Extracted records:
--------------------

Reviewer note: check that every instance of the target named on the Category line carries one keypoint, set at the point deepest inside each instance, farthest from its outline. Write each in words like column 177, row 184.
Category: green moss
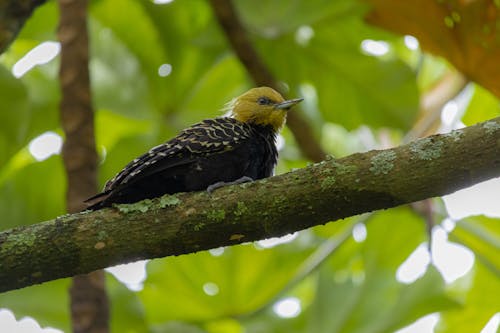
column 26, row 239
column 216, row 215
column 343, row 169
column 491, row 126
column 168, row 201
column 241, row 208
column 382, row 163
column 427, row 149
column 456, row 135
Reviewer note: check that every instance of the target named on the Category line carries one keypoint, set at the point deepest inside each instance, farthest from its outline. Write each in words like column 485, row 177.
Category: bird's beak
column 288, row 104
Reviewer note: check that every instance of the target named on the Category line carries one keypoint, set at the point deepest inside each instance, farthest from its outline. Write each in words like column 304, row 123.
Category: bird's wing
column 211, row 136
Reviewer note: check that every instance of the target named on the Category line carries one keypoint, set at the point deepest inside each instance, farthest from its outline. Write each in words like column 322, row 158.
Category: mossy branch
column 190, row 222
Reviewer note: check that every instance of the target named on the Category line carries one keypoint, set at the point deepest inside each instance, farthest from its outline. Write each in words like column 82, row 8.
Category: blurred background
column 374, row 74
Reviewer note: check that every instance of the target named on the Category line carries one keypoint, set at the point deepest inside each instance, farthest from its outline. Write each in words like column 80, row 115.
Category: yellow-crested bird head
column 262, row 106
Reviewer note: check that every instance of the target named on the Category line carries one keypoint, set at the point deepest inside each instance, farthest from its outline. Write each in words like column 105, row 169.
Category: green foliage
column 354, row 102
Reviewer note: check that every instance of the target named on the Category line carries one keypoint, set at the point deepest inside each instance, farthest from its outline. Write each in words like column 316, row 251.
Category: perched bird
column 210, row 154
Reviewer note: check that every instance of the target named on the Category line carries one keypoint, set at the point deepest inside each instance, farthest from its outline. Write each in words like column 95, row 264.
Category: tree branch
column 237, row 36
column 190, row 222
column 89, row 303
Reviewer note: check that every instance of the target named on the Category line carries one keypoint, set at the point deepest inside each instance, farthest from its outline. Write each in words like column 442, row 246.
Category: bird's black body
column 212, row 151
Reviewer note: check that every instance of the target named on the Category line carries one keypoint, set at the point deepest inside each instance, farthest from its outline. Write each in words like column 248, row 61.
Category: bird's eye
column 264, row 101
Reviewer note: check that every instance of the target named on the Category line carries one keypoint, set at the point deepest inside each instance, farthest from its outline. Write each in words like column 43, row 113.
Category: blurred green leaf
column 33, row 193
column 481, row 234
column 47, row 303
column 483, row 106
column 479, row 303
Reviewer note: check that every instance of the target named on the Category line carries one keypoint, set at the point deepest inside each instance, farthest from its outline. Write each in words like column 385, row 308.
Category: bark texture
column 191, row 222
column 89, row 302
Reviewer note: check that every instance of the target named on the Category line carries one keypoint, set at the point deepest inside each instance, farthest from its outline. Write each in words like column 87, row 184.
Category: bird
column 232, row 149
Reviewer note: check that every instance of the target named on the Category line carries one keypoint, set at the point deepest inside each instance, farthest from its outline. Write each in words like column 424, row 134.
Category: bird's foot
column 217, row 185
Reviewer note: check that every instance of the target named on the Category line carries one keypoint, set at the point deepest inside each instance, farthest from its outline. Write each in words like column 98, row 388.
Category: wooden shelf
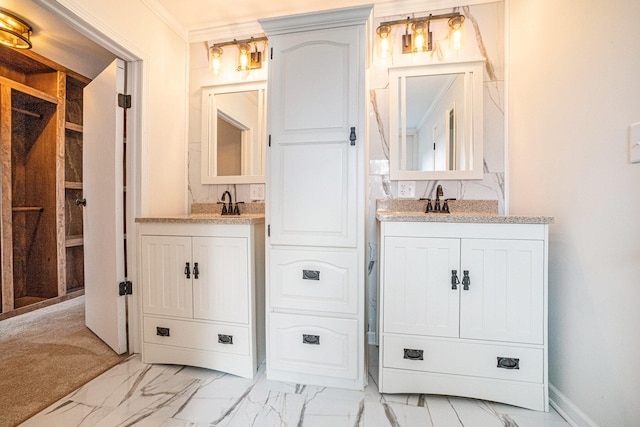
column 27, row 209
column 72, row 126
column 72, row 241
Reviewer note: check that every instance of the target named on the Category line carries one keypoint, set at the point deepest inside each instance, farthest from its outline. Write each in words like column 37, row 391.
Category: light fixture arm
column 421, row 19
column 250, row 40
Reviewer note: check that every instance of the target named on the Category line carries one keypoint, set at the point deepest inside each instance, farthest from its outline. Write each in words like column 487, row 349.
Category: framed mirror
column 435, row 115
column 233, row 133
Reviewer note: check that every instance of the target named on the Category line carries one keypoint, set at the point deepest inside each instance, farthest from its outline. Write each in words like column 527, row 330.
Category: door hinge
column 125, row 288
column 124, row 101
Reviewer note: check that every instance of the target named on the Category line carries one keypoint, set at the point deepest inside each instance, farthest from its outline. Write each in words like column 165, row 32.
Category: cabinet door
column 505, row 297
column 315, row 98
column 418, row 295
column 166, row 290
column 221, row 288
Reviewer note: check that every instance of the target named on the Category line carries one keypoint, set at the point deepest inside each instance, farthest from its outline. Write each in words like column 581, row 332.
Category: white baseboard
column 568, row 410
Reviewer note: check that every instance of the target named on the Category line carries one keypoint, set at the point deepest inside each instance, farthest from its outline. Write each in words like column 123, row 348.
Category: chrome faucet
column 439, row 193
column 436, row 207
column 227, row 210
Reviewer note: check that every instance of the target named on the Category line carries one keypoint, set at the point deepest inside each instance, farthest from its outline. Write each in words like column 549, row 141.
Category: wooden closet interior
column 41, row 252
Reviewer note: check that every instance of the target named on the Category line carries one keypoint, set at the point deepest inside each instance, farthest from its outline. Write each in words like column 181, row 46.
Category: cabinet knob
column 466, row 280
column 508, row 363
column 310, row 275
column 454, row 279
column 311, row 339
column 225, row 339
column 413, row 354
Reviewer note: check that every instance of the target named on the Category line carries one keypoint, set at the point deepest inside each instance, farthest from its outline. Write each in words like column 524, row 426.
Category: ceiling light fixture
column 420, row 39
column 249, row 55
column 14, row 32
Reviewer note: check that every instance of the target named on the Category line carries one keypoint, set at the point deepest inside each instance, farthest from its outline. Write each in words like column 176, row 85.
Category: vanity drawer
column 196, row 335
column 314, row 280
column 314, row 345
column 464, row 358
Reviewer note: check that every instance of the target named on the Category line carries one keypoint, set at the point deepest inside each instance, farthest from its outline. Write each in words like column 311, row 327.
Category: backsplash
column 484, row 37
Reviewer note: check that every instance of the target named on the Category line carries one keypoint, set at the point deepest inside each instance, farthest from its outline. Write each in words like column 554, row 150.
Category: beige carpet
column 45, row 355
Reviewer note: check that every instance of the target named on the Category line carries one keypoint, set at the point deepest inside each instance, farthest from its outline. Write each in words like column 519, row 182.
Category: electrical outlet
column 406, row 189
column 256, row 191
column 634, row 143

--------------------

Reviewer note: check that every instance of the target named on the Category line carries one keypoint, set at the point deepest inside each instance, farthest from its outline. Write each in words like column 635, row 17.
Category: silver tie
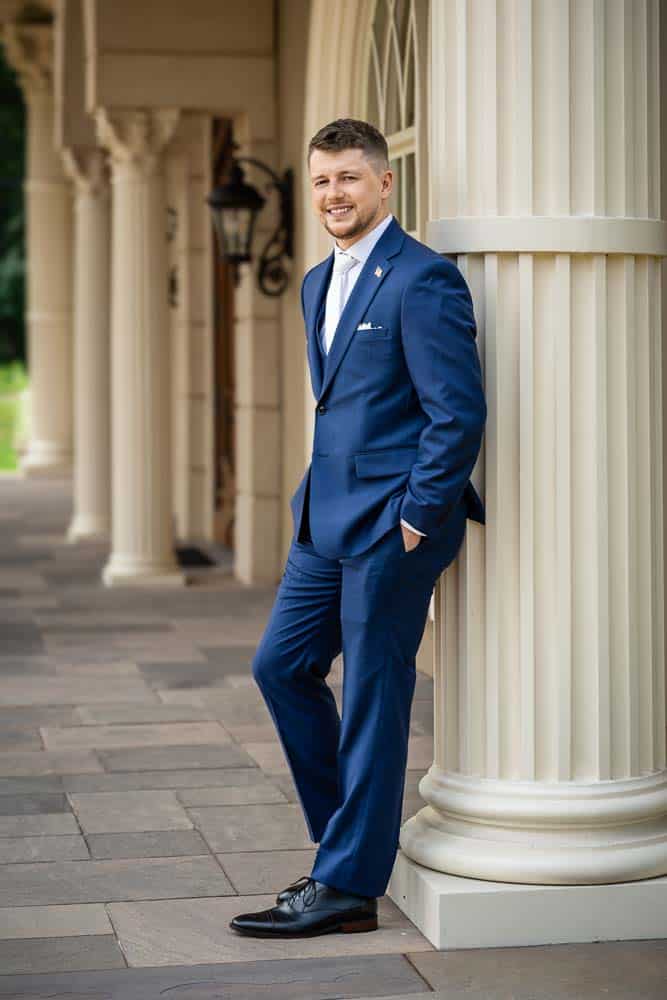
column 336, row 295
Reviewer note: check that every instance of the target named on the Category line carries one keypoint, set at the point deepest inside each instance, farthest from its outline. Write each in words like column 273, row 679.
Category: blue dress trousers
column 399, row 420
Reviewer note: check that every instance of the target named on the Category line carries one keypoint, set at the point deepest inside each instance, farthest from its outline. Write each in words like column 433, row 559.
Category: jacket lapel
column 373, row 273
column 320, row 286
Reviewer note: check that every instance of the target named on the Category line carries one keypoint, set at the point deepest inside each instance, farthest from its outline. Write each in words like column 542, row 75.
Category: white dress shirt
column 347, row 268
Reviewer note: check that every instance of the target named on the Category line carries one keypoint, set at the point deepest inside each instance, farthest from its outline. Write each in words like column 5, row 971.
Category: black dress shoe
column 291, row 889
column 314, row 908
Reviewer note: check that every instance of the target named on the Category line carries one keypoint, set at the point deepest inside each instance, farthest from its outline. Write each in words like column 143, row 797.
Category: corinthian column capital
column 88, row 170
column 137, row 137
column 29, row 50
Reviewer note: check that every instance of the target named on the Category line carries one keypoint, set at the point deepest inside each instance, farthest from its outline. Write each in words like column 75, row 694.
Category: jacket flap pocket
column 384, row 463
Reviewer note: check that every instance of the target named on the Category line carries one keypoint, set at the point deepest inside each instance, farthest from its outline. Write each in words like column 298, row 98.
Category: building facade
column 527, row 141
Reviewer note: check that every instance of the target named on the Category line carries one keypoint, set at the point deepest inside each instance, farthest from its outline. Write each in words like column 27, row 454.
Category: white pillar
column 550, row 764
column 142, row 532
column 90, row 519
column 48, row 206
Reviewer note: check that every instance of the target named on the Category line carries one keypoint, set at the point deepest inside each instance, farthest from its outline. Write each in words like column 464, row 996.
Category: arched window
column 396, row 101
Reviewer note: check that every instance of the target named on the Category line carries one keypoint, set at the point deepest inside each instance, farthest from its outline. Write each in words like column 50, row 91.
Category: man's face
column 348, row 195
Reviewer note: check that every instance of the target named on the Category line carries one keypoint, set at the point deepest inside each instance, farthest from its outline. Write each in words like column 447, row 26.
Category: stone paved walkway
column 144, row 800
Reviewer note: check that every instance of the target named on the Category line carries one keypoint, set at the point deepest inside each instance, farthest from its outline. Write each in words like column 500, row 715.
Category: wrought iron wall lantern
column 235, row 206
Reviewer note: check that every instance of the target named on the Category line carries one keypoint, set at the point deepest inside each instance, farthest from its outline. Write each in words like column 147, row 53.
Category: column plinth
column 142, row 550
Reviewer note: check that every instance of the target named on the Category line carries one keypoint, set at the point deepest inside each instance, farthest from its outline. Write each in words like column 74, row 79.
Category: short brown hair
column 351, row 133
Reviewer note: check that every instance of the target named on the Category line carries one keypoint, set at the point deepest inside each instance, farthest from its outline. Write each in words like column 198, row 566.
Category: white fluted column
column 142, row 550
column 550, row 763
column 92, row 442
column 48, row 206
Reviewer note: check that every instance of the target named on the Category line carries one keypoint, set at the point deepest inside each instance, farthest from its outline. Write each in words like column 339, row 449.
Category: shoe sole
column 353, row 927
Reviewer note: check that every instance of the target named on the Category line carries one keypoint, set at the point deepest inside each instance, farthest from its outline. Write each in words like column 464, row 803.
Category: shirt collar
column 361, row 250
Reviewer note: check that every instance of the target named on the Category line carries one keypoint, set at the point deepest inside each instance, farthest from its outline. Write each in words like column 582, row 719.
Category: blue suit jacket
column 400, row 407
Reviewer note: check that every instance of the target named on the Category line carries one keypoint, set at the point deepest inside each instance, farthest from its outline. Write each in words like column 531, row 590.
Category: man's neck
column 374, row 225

--------------------

» **What is needed**: Copy out every line of the listing above, from the line containing "582, row 719." down through the line containing "column 374, row 225", including both of those lines.

» **Output of the exercise**:
Reviewer note: check that every instance of the target named on the Category line carries one keypoint, set at the point deepest inside each instance, farthest from its outline. Write each in words like column 582, row 719.
Category: blue suit jacket
column 400, row 407
Reviewer note: check that every instance of the target named on the Category line carries one keypoint, set at the point deepest inside each instance, farthest from its outline. Write each in words like column 531, row 590.
Category: man's neck
column 374, row 225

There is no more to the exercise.